_WRITTEN EXERCISE_: Return all of the data exactly, with nothing left out but the pictures.

-- start DATA SHOWN --

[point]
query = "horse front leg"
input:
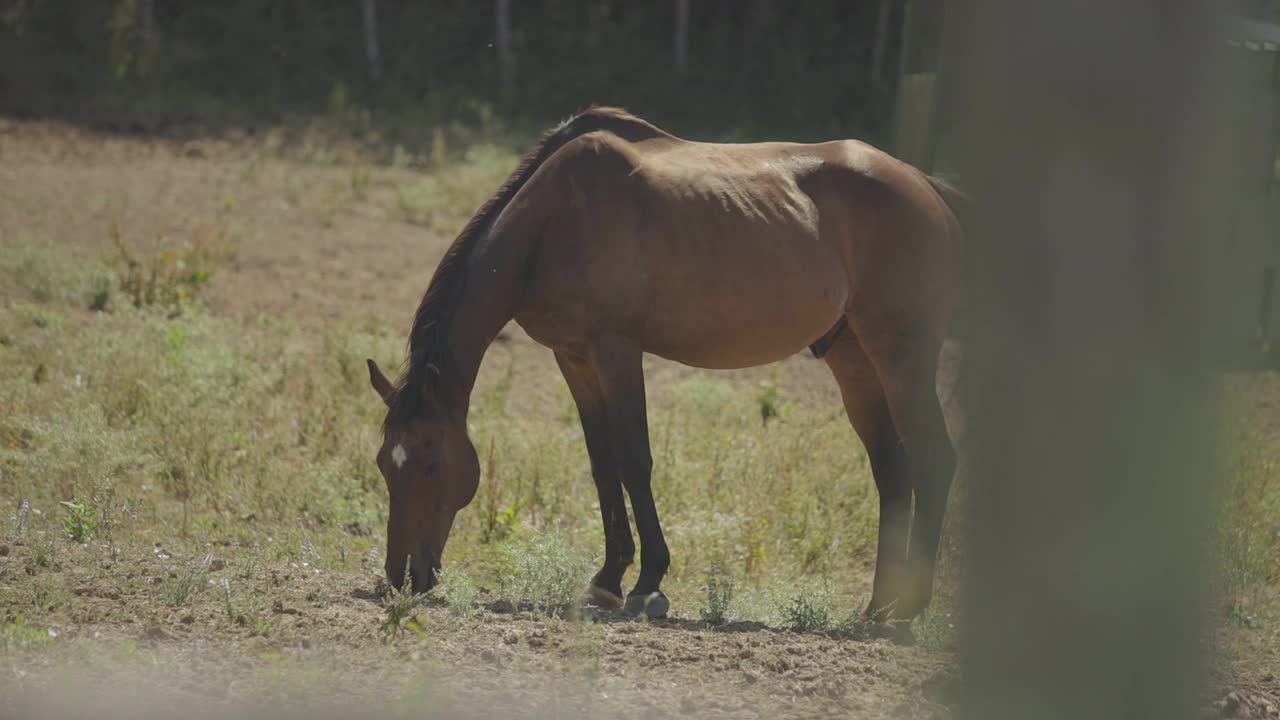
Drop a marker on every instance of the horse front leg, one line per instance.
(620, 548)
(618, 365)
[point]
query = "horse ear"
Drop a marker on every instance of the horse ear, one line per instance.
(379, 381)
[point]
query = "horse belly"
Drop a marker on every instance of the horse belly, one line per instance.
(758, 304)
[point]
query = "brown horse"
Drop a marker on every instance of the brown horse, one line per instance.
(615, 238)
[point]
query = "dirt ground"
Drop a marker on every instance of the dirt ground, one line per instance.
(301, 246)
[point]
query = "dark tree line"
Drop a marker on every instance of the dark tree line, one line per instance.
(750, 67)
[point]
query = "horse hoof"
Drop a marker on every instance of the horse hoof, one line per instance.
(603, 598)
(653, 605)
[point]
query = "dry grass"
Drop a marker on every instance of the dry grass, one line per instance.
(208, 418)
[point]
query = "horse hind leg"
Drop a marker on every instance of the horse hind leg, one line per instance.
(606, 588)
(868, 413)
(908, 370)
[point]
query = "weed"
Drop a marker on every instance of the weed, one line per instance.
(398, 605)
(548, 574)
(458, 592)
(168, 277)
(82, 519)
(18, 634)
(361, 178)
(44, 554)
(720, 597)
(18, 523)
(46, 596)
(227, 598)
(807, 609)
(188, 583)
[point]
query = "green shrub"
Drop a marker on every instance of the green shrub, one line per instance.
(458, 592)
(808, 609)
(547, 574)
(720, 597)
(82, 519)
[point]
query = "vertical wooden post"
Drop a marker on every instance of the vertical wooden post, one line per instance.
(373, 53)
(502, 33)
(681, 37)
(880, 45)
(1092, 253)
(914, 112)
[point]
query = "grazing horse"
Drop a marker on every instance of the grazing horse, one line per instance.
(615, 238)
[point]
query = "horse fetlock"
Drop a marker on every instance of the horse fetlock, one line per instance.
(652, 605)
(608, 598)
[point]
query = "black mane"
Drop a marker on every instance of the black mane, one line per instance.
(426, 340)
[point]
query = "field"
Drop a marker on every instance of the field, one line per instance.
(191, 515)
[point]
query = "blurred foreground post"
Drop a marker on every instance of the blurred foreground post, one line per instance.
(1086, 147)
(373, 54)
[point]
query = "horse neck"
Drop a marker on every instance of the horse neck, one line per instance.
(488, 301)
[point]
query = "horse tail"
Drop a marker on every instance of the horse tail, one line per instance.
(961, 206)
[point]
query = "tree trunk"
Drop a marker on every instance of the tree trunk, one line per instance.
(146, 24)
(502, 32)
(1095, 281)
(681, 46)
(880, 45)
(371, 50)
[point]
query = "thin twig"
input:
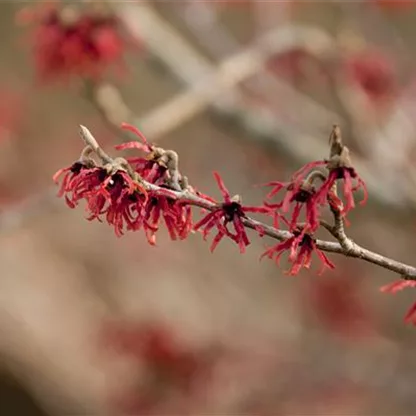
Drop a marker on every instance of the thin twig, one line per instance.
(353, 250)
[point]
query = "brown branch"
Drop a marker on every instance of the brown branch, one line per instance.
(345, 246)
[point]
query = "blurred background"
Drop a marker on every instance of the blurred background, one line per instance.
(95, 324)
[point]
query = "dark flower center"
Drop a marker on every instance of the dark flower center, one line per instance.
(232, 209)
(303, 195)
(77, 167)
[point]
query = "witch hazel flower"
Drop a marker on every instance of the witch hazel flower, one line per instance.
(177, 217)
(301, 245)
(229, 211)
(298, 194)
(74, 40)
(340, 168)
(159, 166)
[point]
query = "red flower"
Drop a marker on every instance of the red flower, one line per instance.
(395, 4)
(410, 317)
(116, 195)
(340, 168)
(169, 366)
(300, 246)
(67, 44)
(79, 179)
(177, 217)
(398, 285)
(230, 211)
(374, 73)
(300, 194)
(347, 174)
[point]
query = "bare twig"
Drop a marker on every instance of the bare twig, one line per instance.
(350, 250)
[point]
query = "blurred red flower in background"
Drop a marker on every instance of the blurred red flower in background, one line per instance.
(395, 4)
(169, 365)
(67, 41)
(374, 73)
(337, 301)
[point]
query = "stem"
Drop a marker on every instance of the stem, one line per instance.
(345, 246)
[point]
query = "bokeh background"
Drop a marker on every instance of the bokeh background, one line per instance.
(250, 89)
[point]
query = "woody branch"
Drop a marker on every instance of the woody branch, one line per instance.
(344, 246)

-- end DATA SHOWN --

_THE SOLUTION_:
[point]
query = "horse front leg"
input:
Drop a marker on every instance of the horse front leg, one line per instance.
(620, 548)
(618, 365)
[point]
query = "horse ear"
Drop a marker on every instance of the horse ear, one line per instance.
(379, 381)
[point]
query = "horse belly"
Drop a marker on every instance of the horse belly, one line per instance.
(758, 304)
[point]
query = "brown horse"
Drop a marker on every instance of the brown horse, one line per instance.
(615, 238)
[point]
query = "dirt ground"
Drop a marker on every instance of the dirt ground, one line per instance.
(301, 246)
[point]
query = "dark tree line"
Drop a marker on every instance of the dark tree line, one line per instance.
(750, 67)
[point]
query = "horse hoof"
Drop a marker on every instance of the horse hoof, one line per instance.
(603, 598)
(653, 605)
[point]
query = "dry grass"
Drop a marker on every instance of the dry grass, one line per instance.
(208, 418)
[point]
query = "horse hind leg"
Drop a marker on every instance of the horse hind leg, one line per instance.
(606, 588)
(868, 413)
(908, 370)
[point]
query = "weed"
Drop a marker on every instance of the weed, one line per instance.
(398, 605)
(548, 574)
(458, 592)
(168, 277)
(82, 519)
(18, 634)
(361, 178)
(44, 554)
(720, 597)
(18, 523)
(46, 596)
(227, 598)
(807, 609)
(188, 583)
[point]
query = "green shrub"
Drop a marker on every instance of the green shrub, one line per instance.
(458, 592)
(808, 609)
(547, 574)
(720, 597)
(82, 519)
[point]
query = "vertical wooden post"
Drop a marker on every instance of the vertical wooden post, one line per instance.
(373, 53)
(502, 33)
(681, 37)
(880, 45)
(1092, 253)
(914, 112)
[point]
query = "grazing horse"
Drop a marker on every instance of the grazing horse, one line per instance.
(615, 238)
[point]
query = "horse fetlock"
Drop a marker on every instance of the horse fetlock, one line per instance.
(652, 605)
(608, 598)
[point]
query = "black mane"
Drop a marker on every instance of the black mane, one line per instance.
(426, 340)
[point]
query = "field"
Drop a marker on every instance of the field, one line per instance.
(191, 515)
[point]
query = "blurred foreground post"
Drop a marker on every instance of the blurred foreground post, one line per instance.
(1086, 147)
(373, 54)
[point]
query = "horse neck"
Drop a marker on every instance of the horse neck, one line per instance.
(488, 301)
[point]
query = "horse tail"
Drop a marker on every instance of the horse tail, one line per instance.
(961, 206)
[point]
query = "tree trunk"
Drop a marker on every instance of the tree trunk, one line per instance.
(146, 24)
(502, 32)
(1095, 281)
(681, 46)
(880, 45)
(371, 50)
[point]
query = "thin twig"
input:
Drop a marker on every instance of the thin twig, one line per instance.
(353, 250)
[point]
query = "brown branch"
Drop a marker on every instance of the brown branch, one line per instance.
(345, 246)
[point]
query = "blurred background"
Drop a marker on every instance of the blurred background, one line per instance.
(95, 324)
[point]
query = "dark flower center"
Drop a marker on every instance of the dark flower center, one line per instance.
(232, 209)
(303, 195)
(77, 167)
[point]
query = "witch hazel flower"
Drop a marker on every instance of the witch hazel flower, one line per instance.
(177, 217)
(301, 245)
(229, 211)
(298, 194)
(74, 40)
(340, 168)
(159, 166)
[point]
query = "red flower"
Drop a marker on every instance of the red flower, one line per instance.
(395, 4)
(410, 317)
(116, 195)
(340, 168)
(169, 366)
(300, 246)
(67, 44)
(79, 179)
(177, 217)
(398, 285)
(230, 211)
(374, 73)
(300, 194)
(347, 174)
[point]
query = "bare twig"
Drop a marker on every instance of the bare twig, one line per instance.
(350, 250)
[point]
query = "blurred red flower in background"
Drop a marker on every instance of the blurred red flower in background, one line per instance.
(395, 4)
(169, 365)
(67, 41)
(374, 73)
(337, 301)
[point]
query = "stem"
Drop a marker on every instance of the stem, one line per instance.
(345, 246)
[point]
query = "bokeh background"
Drop a marker on every instance of the bokeh background, one line per instance.
(250, 89)
[point]
query = "woody branch"
Drop a marker on every instance of the woody branch, one line per instance.
(344, 246)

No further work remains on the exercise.